[BEGIN GIVEN TEXT]

Transitioning from high school to college has not been easy, but every word I read and every tear I cry makes me realize that I am that much closer to my dreams. There are many things I wish I would have known before coming to Milligan, but I narrowed it down to these six:

  1. Spending time with your family is important. I know this may not be the coolest thing to do as a growing adult, but a part of me wishes I would have savored the times I got to cook with my mom, drive around with my brother and watch the Nationals game with my grandma.
  2. Sutton Hill is going to be a blessing and a curse. I have found that walking down the hill isn’t as bad as up, and having to come back up in the hot afternoon sun has to be the definition of tiresome. I want to burn off all those Caf calories so all I have to do to do that is walk up and down the hill twice. But, at nine in the morning, I dread having to get out of bed and walk Sutton Hill.
  3. Cafeteria food can make you or break you. I love the fact that we have a variety of choices like: the pasta bar, Greek bar, salad bar, pizza bar and specialty bar, but I wish there were healthier options to choose from. I slowly feel myself gaining the “freshman 15” because I choose to eat a bowl of ice cream with every meal since nothing else seems to satisfy my appetite. I understand that the food isn’t going to be heavenly like momma’s cookin’, but the chicken noodle soup hits pretty close to home.

[END GIVEN TEXT]
[BEGIN INFORMATION SHOWN]

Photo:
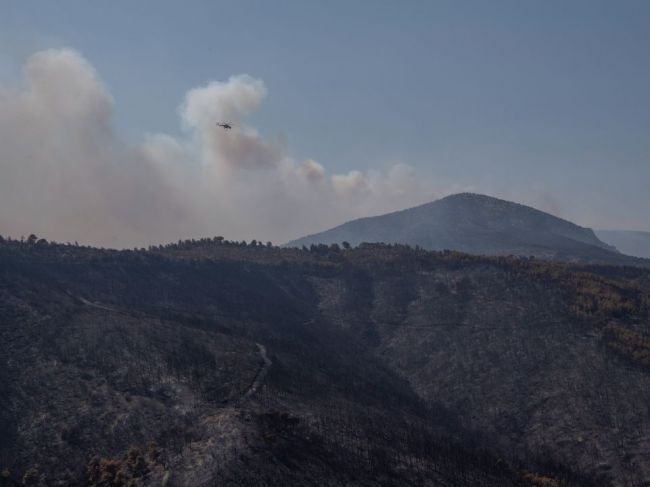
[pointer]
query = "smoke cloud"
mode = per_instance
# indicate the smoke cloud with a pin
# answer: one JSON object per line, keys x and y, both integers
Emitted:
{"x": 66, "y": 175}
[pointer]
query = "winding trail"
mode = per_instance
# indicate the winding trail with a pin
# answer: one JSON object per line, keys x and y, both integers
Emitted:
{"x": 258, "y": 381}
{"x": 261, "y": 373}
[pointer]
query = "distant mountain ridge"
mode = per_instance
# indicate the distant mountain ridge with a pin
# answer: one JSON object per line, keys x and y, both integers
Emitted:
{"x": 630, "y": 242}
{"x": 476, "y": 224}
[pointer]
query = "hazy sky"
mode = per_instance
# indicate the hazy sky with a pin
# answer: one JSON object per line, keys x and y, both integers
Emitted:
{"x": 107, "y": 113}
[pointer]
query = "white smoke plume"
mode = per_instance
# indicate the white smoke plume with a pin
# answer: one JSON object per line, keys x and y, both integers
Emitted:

[END INFORMATION SHOWN]

▸ TO DO
**1)** In the text about starting college, what choices of cafeteria food does the writer list?
**2)** Translate this sentence from the text about starting college into Spanish: "I have found that walking down the hill isn’t as bad as up, and having to come back up in the hot afternoon sun has to be the definition of tiresome."

▸ RESPONSES TO THE TASKS
**1)** The pasta bar, Greek bar, salad bar, pizza bar and specialty bar.

**2)** He descubierto que bajar la colina no es tan malo como subirla, y tener que volver a subir bajo el caluroso sol de la tarde tiene que ser la definición de agotador.